> **Task prompt**: Reproduce, unchanged, every line of the records from the line containing "Objective — for every instance of the car" through the final line of the records, both included.

***** Supplied data

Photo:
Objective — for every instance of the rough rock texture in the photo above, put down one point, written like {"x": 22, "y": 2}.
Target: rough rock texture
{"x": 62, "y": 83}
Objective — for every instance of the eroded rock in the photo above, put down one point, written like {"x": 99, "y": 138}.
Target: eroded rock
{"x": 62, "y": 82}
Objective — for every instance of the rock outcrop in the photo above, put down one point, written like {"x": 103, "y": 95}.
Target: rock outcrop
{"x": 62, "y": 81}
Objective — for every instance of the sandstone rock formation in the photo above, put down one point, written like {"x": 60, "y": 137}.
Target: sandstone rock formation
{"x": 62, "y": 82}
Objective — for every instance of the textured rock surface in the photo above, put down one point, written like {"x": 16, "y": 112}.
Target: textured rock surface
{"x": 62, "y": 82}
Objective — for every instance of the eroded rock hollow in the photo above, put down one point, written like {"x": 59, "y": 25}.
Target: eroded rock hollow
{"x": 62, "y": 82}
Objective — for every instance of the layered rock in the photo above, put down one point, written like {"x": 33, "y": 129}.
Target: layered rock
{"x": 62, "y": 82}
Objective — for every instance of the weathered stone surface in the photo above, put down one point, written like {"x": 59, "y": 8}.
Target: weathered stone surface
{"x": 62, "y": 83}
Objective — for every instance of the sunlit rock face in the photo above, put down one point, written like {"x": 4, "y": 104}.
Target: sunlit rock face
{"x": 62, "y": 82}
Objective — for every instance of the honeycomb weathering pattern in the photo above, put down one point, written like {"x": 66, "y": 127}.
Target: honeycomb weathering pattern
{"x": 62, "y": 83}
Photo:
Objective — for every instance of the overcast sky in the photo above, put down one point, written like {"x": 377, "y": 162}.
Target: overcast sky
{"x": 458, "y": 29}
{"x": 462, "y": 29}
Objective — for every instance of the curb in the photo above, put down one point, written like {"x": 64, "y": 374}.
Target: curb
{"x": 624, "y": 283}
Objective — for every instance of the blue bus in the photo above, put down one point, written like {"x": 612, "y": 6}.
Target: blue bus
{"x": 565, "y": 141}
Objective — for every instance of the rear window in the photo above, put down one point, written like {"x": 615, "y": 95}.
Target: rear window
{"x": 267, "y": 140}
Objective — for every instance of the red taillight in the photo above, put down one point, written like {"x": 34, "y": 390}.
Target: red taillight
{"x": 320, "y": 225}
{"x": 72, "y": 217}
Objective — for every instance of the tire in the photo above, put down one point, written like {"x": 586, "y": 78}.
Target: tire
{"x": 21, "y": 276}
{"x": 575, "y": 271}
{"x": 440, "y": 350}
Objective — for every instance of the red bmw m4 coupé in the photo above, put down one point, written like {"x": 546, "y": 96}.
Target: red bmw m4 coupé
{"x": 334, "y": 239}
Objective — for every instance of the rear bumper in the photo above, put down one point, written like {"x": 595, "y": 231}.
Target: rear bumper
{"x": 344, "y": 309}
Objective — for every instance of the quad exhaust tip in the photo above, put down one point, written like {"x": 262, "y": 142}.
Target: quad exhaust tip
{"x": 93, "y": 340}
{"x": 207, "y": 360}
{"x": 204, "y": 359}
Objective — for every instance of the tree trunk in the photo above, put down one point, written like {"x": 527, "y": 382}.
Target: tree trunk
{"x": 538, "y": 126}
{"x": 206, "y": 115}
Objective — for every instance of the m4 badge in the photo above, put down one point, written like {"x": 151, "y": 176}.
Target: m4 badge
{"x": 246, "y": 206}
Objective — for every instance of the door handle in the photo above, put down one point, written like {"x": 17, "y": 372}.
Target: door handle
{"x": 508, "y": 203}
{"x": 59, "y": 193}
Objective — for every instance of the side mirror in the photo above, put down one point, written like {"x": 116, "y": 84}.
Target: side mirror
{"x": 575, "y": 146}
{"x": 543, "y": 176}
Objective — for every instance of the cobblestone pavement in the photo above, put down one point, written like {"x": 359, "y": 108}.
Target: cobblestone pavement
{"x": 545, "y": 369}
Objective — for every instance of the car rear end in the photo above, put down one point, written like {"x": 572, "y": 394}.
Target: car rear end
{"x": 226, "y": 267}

**********

> **Correct output**:
Objective — for every instance of the car rear end in the photo above, put down one point, written like {"x": 572, "y": 394}.
Target: car rear end
{"x": 226, "y": 267}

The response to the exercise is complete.